# Bob's -  A Kitchen Table Billiard Game



## OZturner

Before World War 2, In Australia, there was a popular Home Game called Bob's. I do not know if it existed in the USA, or the UK, but I suspect so.

This consisted of a Frame with a series of Arches, with a wooden pocket beyond the Arch, into which you had to hit a wooden ball into the Aperture.
The Game was played on a Blanket spread over the Kitchen or Dining Room Table.
A Black Ball was placed about 6" in front of the Center Arch, on a chalk spot.
At the other end of the Table, there was a Start or Baulk Line on which each of the white or unpainted balls would be hit with a Billiard Cue, the ball had to make contact with the Black Ball before it could be potted. When all unpainted balls were used, the score of those in the various Apertures, would be totaled, and the First player to reach the prior set Target Score, won the Game.

So much for a brief Description of what these "Bob's" are.

My Brother in Law, asked me if I would make a "Bob's Set" for his 9 year old Grandson, for Christmas.

The Balls, I made by hand, as I do not have a Ball Jig, but I did us a "Pipe Scraper" to true them up. 
I wanted 8 Balls, so with a couple of rejects and Spares I gave up at 10. 

The Cue was made from a 1" dia Broom Handle, it was too long for my Lathe so I cut it in two and Turned both Halves, I fitted a Chair Leg "Screw and Threaded Plate" so that it could be stored in Halves, and rejoined when required. 
I bought a 12mm Brass Cue Tip Ferrule and set of 5 threaded Cue Tips.

The Arches, and Pockets were made out of Plywood, and 1/2" pine boards.

Also to store the Balls, I made an Egg Crated Box and Lid, so hopefully no balls will not get lost. As he only has two spares, and I do not intend to make any more.  :wink:

To round off the Task, I also procured a Box of 12 pieces of Cue Chalk.
So he should be off to a Complete Start.

Critiques and Comments are Most Welcome.
Brian.


----------



## Cwalker935

Nice work!  Thanks for the education on the game, I’ve never heard of it.  I am sure you great nephew (?) will love it.


----------



## MDWine

Nicely done sir!


----------



## Jim15

Wonderful work. I'm sure it will be treasured.


----------



## Curly

never heard of the game. It should be in use for a long time. Hope they already have a table.


----------



## magpens

Nice work , Brian ... you did a lovely job on the balls !!

I remember the game from the years I spent in Australia ... nostalgia !!!


----------



## Paul in OKC

Excellent! That is cool.


----------



## Edgar

That is some gorgeous work, Brian!
I'm sure your great nephew will love & treasure it.
Great work on the balls, particularly without using a ball jig - superb work!
I never heard of the game before, but it sounds like fun.

Edgar


----------



## elkhorn

Well done, Brian! Excellent work.  I've never heard of the game, but it sounds like fun. I'n sure your nephew will keep this going as a family heirloom.  Merry Christmas, my friend.


----------



## RogerC

That is beyond cool!


----------



## TattooedTurner

I second RogerC's comment. Beyond cool indeed!


----------



## dogcatcher

Great job!  Are there any rules on the Internet?


----------



## Wood Butcher

I have some grandkids who would enjoy this game. Are you willing/able to share the plans and rules. I've searched the WWW but the results has been so-so.
Thanks
WB
Beautiful job by the way.


----------

» **Data entries**:
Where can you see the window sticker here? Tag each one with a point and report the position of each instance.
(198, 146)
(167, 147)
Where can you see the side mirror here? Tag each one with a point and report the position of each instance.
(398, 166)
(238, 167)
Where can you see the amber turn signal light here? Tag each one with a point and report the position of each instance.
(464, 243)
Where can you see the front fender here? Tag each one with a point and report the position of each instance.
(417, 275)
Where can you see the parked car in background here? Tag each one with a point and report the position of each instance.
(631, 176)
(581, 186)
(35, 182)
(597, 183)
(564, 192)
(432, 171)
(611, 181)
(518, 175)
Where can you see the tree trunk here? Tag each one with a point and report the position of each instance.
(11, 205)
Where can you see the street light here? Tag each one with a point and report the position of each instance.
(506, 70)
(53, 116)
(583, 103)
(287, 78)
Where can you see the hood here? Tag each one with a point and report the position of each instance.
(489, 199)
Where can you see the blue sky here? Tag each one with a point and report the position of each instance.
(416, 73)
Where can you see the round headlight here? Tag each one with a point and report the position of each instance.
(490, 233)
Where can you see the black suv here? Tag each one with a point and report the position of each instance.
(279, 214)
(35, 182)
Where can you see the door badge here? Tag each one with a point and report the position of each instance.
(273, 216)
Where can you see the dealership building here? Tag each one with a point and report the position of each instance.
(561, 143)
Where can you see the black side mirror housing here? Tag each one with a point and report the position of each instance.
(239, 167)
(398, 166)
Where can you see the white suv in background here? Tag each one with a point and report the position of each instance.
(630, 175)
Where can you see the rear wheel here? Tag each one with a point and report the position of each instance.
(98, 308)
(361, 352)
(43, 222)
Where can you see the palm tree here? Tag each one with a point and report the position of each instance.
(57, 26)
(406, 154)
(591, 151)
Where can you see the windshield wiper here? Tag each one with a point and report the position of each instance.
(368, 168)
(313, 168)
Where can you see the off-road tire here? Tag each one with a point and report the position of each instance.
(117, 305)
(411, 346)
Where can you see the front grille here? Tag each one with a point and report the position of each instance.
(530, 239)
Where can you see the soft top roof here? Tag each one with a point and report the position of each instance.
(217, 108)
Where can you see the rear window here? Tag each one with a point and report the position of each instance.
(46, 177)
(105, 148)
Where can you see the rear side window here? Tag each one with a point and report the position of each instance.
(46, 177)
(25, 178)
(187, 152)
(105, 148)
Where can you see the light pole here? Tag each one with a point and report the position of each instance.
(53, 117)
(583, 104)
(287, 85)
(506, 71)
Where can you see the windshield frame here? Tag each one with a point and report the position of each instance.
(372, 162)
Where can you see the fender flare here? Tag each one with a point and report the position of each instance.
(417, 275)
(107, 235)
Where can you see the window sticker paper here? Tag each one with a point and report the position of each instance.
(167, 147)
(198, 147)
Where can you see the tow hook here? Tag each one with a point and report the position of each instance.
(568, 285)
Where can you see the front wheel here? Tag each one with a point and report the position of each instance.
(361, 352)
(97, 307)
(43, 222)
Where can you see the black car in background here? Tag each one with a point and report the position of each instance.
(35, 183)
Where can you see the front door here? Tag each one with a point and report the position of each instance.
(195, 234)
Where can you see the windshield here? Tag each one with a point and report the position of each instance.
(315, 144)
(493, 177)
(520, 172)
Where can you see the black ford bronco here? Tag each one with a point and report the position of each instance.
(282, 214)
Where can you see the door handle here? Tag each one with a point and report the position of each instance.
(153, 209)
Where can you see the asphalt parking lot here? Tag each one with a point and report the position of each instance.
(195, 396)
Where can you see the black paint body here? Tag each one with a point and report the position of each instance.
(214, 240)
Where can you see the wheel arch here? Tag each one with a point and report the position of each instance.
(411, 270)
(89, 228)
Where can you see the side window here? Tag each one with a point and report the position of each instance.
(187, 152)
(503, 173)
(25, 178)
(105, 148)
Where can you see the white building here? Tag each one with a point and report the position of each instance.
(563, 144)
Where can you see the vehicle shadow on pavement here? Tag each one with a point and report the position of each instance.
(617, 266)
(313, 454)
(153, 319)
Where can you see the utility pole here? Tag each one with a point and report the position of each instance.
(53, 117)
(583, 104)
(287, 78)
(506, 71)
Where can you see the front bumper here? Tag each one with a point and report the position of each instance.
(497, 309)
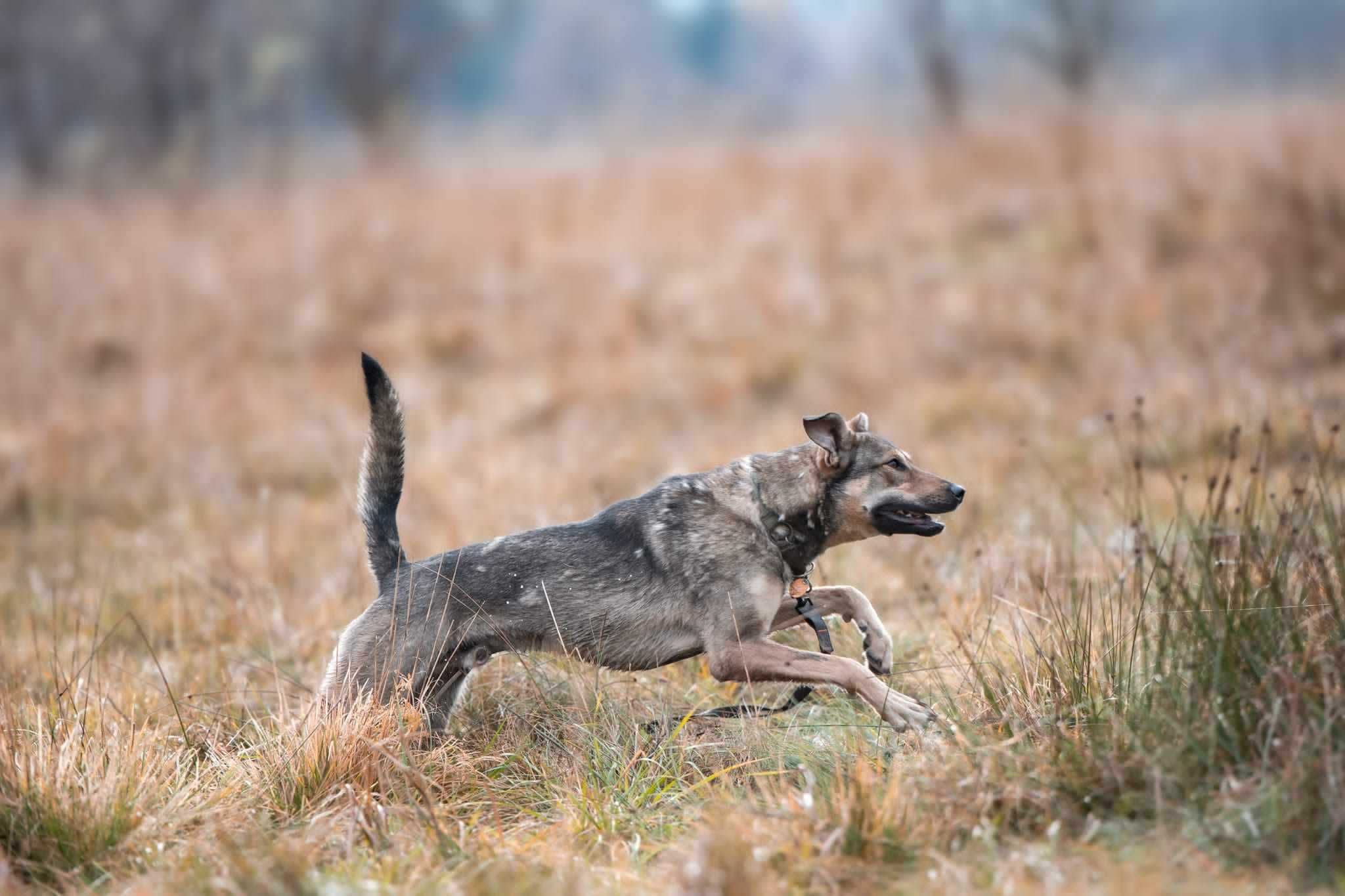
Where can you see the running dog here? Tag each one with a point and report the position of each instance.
(701, 563)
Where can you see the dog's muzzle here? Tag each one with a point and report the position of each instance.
(892, 521)
(899, 517)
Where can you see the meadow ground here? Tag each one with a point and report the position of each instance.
(1069, 320)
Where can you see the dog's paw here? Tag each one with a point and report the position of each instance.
(904, 712)
(877, 651)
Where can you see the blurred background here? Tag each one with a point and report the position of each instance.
(190, 89)
(1056, 249)
(599, 242)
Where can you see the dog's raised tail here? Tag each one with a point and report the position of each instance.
(381, 473)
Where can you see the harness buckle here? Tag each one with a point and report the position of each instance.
(810, 613)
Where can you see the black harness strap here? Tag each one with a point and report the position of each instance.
(806, 609)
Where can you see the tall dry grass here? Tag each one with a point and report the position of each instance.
(183, 418)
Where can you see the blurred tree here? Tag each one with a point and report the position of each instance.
(1074, 39)
(174, 47)
(939, 66)
(380, 51)
(33, 116)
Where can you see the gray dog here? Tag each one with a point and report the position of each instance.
(703, 563)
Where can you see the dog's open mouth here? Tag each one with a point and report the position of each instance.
(896, 521)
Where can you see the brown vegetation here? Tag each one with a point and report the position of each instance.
(183, 417)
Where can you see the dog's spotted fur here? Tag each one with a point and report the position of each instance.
(693, 566)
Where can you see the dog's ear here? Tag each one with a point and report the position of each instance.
(831, 435)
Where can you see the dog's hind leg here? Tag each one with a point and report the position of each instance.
(853, 606)
(771, 661)
(439, 698)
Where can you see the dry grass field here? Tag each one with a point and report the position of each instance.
(1134, 628)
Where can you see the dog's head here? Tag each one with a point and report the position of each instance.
(872, 485)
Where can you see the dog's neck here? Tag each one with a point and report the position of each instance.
(791, 496)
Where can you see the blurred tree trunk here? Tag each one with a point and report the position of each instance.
(174, 47)
(374, 58)
(29, 112)
(1075, 39)
(939, 68)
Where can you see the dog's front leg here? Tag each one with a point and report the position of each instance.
(853, 606)
(770, 661)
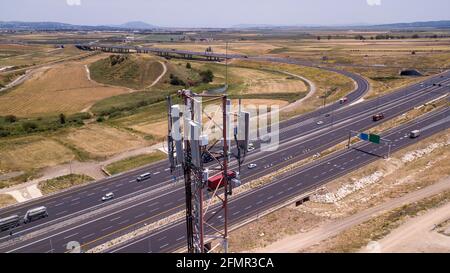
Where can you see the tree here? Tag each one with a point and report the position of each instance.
(62, 118)
(207, 76)
(29, 126)
(10, 118)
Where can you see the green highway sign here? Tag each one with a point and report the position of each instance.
(374, 138)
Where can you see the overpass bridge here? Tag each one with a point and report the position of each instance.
(164, 52)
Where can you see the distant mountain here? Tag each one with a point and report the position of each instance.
(137, 25)
(428, 24)
(17, 25)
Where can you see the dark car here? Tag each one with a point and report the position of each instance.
(378, 117)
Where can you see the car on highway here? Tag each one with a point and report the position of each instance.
(414, 134)
(9, 222)
(35, 214)
(217, 180)
(143, 177)
(265, 138)
(108, 196)
(378, 117)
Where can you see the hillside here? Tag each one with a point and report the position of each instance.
(136, 72)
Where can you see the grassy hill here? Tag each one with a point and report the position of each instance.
(136, 72)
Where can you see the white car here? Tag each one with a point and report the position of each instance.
(108, 196)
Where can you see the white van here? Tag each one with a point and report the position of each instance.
(34, 214)
(414, 134)
(9, 222)
(144, 177)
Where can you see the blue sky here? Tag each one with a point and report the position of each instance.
(224, 13)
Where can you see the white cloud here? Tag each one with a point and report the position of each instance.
(374, 2)
(73, 2)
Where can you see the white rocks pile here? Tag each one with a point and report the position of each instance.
(347, 189)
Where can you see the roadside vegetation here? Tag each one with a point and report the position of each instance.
(63, 182)
(6, 200)
(134, 162)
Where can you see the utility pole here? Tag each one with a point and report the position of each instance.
(190, 151)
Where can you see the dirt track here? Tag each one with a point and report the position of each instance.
(302, 241)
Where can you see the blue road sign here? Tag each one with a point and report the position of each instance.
(364, 136)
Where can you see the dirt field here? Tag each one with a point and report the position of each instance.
(32, 153)
(102, 141)
(159, 128)
(63, 88)
(406, 172)
(418, 235)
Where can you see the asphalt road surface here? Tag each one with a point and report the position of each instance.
(79, 214)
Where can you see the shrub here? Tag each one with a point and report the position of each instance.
(10, 118)
(207, 76)
(29, 126)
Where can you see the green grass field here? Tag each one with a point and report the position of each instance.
(134, 162)
(63, 182)
(132, 71)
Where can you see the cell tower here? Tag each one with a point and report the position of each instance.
(189, 149)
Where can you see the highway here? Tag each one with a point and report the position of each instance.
(243, 207)
(87, 197)
(157, 198)
(155, 208)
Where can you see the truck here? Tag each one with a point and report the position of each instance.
(9, 222)
(34, 214)
(414, 134)
(219, 181)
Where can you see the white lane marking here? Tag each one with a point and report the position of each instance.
(107, 228)
(67, 237)
(138, 216)
(163, 246)
(114, 219)
(162, 238)
(168, 204)
(62, 212)
(87, 236)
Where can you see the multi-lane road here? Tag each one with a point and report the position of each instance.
(294, 183)
(79, 215)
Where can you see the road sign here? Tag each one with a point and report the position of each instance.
(364, 136)
(375, 138)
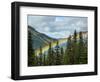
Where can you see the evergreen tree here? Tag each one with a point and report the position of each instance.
(62, 55)
(50, 55)
(44, 59)
(31, 50)
(68, 57)
(74, 48)
(40, 56)
(82, 50)
(58, 55)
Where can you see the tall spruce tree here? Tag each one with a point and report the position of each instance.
(62, 55)
(58, 55)
(31, 50)
(40, 56)
(68, 52)
(82, 50)
(50, 55)
(74, 48)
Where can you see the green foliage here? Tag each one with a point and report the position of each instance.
(31, 51)
(74, 53)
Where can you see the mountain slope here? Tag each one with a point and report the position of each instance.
(39, 39)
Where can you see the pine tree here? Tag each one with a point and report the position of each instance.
(58, 55)
(74, 48)
(68, 57)
(44, 59)
(50, 55)
(62, 55)
(82, 50)
(31, 50)
(40, 56)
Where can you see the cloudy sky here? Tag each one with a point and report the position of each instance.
(58, 26)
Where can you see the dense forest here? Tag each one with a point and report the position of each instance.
(74, 53)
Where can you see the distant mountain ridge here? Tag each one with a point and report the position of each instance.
(39, 39)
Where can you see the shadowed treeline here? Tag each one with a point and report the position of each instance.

» **Given instruction 1**: From the Bob's thread, copy the passage that begins at the words "I'm sure your" and stops after the words "Christmas, my friend.".
» **Given instruction 2**: Check each statement against the Bob's thread, answering yes or no and quoting the words that decide it: (a) the cue was made from a broom handle; (b) the balls were shaped with a ball jig; (c) the game was played on a bare wooden table.

» **Correct output 1**:
I'm sure your great nephew will love & treasure it.
Great work on the balls, particularly without using a ball jig - superb work!
I never heard of the game before, but it sounds like fun.

Edgar


----------



## elkhorn

Well done, Brian! Excellent work.  I've never heard of the game, but it sounds like fun. I'n sure your nephew will keep this going as a family heirloom.  Merry Christmas, my friend.

» **Correct output 2**:
(a) Yes: "The Cue was made from a 1" dia Broom Handle"
(b) No: "The Balls, I made by hand, as I do not have a Ball Jig"
(c) No: "The Game was played on a Blanket spread over the Kitchen or Dining Room Table."